__設問 A__.
台湾巨匠傑作選の紹介文によると、4週間にわたって何作品が上映されますか。

台湾巨匠傑作選2021 侯孝賢監督デビュー40周年記念
ホウ・シャオシェン大特集
「2021香港インディペンデント映画祭」が終わったと思ったら、間髪入れずに恒例の「台湾巨匠傑作選」をぶち込んでくるシネ・ヌーヴォは、なかなかわかってはると同時に、どこまでも引きずり回してくれはる(笑)。
今回は侯孝賢(ホウ・シャオシェン)の監督生活40年を記念して、侯孝賢作品がずらりとラインナップされている豪華版。台湾映画コーディネーターの江口洋子氏セレクトの5作品を含め、4週間にわたって17作品が上映される。見逃せない作品が目白押しだが、当然ながら全部というわけにはいかないけどな。
まずは「江口洋子スペシャルセレクト」の『大仏+(台:大佛普拉斯)』から。「江口洋子スペシャルセレクト」は、台湾映画コーディネーターの江口洋子氏が、この数年内に現地公開され話題を呼んだ作品で、日本未公開のものを選んで上映するという企画で、上映後にはご本人による解説が付くという企画。今年は5作品が紹介される。1回限りの上映なので見逃せない。
「睇戲」と書いて「たいへい」。広東語で、映画を見ること。
江口洋子スペシャルセレクト
大仏+ 台題:大佛普拉斯
台題『大佛普拉斯』 英題『The Great Buddha+』
邦題『大仏+』
公開年 2017年 製作地 台湾
言語:台湾語、標準中国語
評価 ★★★★(★5つで満点 ☆は0.5点)
導演(監督):黃信堯(ホアン・シンヤオ)
領銜主演(主演):陳竹昇(チェン・ジューシェン)、莊益增(ジュアン・イーヅァン)、戴立忍(ダイ・リーレン)、張少懷(チャン・シャオファイ)、丁國琳(ティン・クォリン)、雷婕熙(J.C)
主演(出演):陳以文(チェン・イーウェン)、納豆(ナードゥ)、林美秀(リン・メイショウ)、李永豐(リー・ヤングフェン)、游安順(ユー・アンシュン)、梁赫群(ヴィンセント・リャン)、豬頭皮(ツートウピー)、脫線、如因法師
大仏の製造工場の警備員菜脯は毎晩詰め所でテレビを見ながら監視しているが、ある大雨の日にテレビが壊れてしまい、よく遊びに来ると肚財と一緒に退屈しのぎに社長のドライブレコーダーをのぞき見る。そこにはテレビドラマよりもおもしろいライブ映像が展開しているのだった。<引用:「台湾巨匠傑作選」公式サイト作品案内>
「こりゃ、おもろいわ、それから不可思議やわ」って感じの作品。2017年、台湾でヒットしてその年の「東京国際映画祭」で上映されたが、それ以来、今日までスクリーンに登場することがなかったなんて、日本の配給会社さん、見る目がないなぁ…。金馬獎、台北電影節でそれぞれ5部門で受賞という高い評価を受けている。さあ、配給会社さん、今からでも遅くないよ、早く買い付けなさい!(笑)

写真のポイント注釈
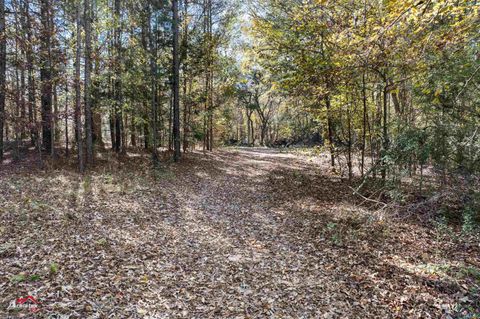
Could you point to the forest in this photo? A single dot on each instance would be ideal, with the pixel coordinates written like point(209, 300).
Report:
point(240, 159)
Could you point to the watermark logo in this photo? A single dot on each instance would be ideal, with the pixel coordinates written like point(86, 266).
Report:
point(28, 303)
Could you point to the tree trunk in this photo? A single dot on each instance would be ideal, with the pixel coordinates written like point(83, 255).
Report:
point(364, 123)
point(330, 130)
point(3, 67)
point(46, 74)
point(176, 84)
point(118, 83)
point(78, 111)
point(87, 88)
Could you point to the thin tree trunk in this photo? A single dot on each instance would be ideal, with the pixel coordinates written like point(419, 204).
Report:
point(46, 74)
point(3, 67)
point(176, 84)
point(87, 86)
point(78, 121)
point(364, 123)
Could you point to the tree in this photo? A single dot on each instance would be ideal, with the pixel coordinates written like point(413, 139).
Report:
point(87, 87)
point(78, 109)
point(46, 73)
point(3, 67)
point(176, 83)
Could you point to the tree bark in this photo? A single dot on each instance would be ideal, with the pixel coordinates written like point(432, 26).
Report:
point(87, 80)
point(78, 111)
point(46, 74)
point(3, 67)
point(176, 80)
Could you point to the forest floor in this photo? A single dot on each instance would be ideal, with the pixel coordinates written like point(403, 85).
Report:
point(237, 233)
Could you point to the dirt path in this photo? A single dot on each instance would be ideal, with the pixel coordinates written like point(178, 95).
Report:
point(239, 233)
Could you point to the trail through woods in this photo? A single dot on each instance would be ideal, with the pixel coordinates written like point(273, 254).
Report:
point(237, 233)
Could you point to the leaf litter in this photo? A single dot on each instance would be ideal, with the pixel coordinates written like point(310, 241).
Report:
point(237, 233)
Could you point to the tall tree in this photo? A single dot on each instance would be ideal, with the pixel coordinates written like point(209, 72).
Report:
point(87, 88)
point(176, 83)
point(78, 97)
point(3, 67)
point(46, 73)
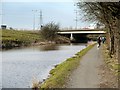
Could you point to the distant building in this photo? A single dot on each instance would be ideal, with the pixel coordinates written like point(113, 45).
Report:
point(3, 26)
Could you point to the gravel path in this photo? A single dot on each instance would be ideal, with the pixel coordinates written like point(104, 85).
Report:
point(87, 73)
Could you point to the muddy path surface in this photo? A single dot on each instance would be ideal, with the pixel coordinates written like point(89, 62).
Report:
point(87, 74)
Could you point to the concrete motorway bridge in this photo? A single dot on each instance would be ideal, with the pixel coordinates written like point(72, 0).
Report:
point(82, 35)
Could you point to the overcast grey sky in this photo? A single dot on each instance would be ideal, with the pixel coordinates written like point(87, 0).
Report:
point(20, 14)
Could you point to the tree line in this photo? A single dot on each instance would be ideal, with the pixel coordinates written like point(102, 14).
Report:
point(107, 14)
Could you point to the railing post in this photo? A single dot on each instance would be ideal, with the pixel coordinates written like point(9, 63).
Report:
point(71, 36)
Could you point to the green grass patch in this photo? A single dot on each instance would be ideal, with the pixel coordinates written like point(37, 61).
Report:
point(60, 74)
point(112, 63)
point(12, 38)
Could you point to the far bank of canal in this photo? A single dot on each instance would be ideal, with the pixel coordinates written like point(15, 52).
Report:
point(21, 66)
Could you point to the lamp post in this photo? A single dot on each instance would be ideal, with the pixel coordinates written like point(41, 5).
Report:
point(34, 11)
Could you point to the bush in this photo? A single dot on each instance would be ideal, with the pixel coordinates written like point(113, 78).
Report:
point(49, 31)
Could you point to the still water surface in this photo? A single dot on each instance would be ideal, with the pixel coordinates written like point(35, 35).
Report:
point(20, 67)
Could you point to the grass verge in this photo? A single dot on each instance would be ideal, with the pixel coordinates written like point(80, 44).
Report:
point(60, 74)
point(111, 62)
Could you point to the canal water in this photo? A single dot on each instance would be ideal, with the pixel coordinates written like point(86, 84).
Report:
point(21, 67)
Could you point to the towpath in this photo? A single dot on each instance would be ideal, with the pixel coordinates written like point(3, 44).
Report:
point(87, 73)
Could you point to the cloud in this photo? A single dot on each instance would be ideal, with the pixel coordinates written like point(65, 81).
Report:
point(39, 0)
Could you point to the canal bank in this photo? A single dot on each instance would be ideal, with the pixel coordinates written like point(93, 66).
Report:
point(60, 74)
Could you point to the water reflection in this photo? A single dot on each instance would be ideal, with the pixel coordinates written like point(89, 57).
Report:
point(48, 47)
point(20, 66)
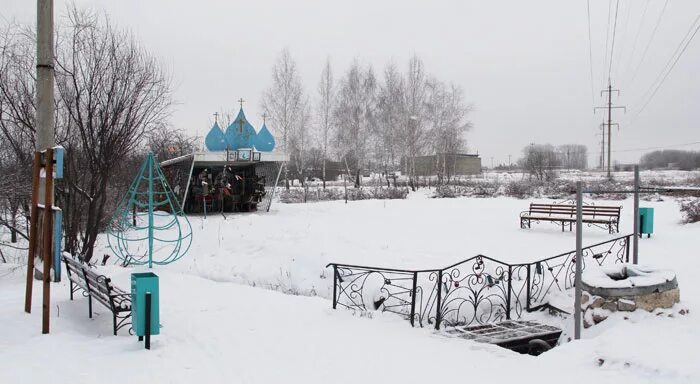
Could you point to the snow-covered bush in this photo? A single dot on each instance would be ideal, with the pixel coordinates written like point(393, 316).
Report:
point(691, 211)
point(520, 188)
point(299, 195)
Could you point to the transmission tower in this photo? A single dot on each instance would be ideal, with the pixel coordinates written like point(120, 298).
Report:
point(609, 123)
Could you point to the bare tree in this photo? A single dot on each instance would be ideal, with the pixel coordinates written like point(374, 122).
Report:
point(391, 112)
point(446, 112)
point(17, 112)
point(414, 128)
point(326, 104)
point(573, 156)
point(283, 102)
point(355, 115)
point(113, 93)
point(299, 143)
point(541, 161)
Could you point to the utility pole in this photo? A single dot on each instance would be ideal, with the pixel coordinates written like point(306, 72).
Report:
point(579, 261)
point(602, 145)
point(45, 141)
point(610, 107)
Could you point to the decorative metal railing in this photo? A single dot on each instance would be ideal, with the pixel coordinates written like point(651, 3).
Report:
point(477, 290)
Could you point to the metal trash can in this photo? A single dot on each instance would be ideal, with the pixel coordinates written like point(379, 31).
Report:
point(646, 221)
point(142, 283)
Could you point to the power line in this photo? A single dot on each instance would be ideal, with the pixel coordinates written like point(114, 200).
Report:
point(671, 63)
point(651, 38)
point(654, 148)
point(636, 37)
point(590, 50)
point(612, 49)
point(607, 40)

__設問 B__.
エントリーのうち、「Could you point to the bare」を含む行から「point(541, 161)」を含む行まで（両端の行も含む）だけを修正してください。「bare tree」を「leafless tree」に置き換え、ほかはすべてそのまま残してください。

__解答 A__.
17作品が上映されます。

__解答 B__.
Could you point to the leafless tree in this photo? A single dot on each instance would be ideal, with the pixel coordinates written like point(374, 122).
Report:
point(391, 112)
point(446, 112)
point(17, 112)
point(414, 128)
point(326, 104)
point(573, 156)
point(283, 102)
point(355, 115)
point(113, 93)
point(299, 143)
point(541, 161)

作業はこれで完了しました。